To do: All of the records are to be reproduced exactly.

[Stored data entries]
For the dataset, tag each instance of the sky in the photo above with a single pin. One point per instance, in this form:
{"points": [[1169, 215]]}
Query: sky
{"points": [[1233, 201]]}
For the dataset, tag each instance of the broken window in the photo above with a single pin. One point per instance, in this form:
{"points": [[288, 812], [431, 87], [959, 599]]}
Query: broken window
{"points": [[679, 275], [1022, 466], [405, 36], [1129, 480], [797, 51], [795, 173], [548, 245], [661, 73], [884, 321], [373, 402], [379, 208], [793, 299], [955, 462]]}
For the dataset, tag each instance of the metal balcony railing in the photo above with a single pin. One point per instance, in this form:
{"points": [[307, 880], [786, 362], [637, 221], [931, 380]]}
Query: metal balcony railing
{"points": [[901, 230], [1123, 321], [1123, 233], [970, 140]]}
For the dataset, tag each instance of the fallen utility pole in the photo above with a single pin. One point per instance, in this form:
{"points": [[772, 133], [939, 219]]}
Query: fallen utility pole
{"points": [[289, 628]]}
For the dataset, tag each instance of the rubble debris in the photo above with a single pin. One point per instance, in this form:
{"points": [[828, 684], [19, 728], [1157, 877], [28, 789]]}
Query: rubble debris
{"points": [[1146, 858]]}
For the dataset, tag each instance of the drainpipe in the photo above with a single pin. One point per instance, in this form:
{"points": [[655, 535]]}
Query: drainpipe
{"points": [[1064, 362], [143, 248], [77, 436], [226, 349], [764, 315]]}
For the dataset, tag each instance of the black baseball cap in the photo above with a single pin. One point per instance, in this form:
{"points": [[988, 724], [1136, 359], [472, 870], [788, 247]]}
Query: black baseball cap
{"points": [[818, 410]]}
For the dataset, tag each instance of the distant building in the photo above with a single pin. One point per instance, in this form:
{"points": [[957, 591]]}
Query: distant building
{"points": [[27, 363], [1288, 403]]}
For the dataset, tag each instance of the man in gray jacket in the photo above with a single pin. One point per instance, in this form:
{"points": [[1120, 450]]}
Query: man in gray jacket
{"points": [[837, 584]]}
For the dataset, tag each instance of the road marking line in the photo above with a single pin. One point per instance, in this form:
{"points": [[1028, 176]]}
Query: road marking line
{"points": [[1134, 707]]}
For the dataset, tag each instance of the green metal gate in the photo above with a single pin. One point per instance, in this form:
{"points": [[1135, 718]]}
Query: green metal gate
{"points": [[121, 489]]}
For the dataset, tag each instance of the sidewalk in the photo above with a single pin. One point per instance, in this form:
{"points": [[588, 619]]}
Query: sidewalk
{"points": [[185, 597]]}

Result:
For the dataset, tag each instance of the sky in the photo above with a single pin. One point per instance, in this form:
{"points": [[1169, 215]]}
Query: sky
{"points": [[1233, 201]]}
For the dataset, tag each instance of the broken window in the photo above with a single pin. One point per instance, in this form:
{"points": [[288, 812], [431, 87], [959, 599]]}
Query: broken window
{"points": [[679, 275], [1022, 466], [405, 36], [1129, 480], [797, 51], [795, 173], [548, 245], [661, 73], [884, 321], [373, 402], [379, 208], [793, 299], [955, 462]]}
For the dataset, tag each instance of the metal balcony railing in the photo above with a single pin. One point per instance, in this form:
{"points": [[307, 880], [786, 362], [637, 221], [931, 380]]}
Query: metal balcony railing
{"points": [[901, 230], [1123, 321], [1123, 233], [970, 140]]}
For the dataset, tag each instance of the fallen utility pole in the photo above with a single pin. One point per instance, in this form:
{"points": [[772, 133], [939, 219]]}
Query: fallen utility pole
{"points": [[289, 628]]}
For the dataset, tag each instance of the rubble debris in the photo above with a single pin. One point per instance, in this form:
{"points": [[828, 684], [19, 728], [1157, 877], [28, 789]]}
Query: rubble debris
{"points": [[1146, 858]]}
For the dataset, tag each instance of the drainpipe in the photo above with a single pin. One point per instance, in this form:
{"points": [[655, 535]]}
Query: drainpipe
{"points": [[1064, 362], [143, 248], [77, 436], [226, 349], [764, 315]]}
For the dataset, tag each instance of the black baseball cap in the photo above with a single pin. One point per instance, in this form:
{"points": [[988, 724], [1136, 359], [472, 870], [788, 247]]}
Query: black baseball cap
{"points": [[818, 410]]}
For the dataset, tag each instance of the distant building in the photo above with a single pin. One point per instance, in this form:
{"points": [[957, 591]]}
Query: distant building
{"points": [[27, 363], [1288, 403]]}
For the dataset, tag each instance of the man in gray jacket in the photo above with a single pin. One point per instance, in this form:
{"points": [[1120, 450]]}
Query: man in gray jacket
{"points": [[837, 584]]}
For the dataset, tag each instance of the road marking line in the photo above with a single pin. One point per instance, in this form:
{"points": [[1028, 176]]}
Query: road marking line
{"points": [[1134, 707]]}
For the dataset, tag each instance of the green metal gate in the photo above with a single pin. One point per instance, in this form:
{"points": [[1135, 718]]}
Query: green metal gate
{"points": [[121, 489]]}
For the dataset, tag each instance of the sidewalk in the photo above with a single pin. One point per instance, in this form:
{"points": [[588, 619]]}
Query: sidewalk
{"points": [[185, 597]]}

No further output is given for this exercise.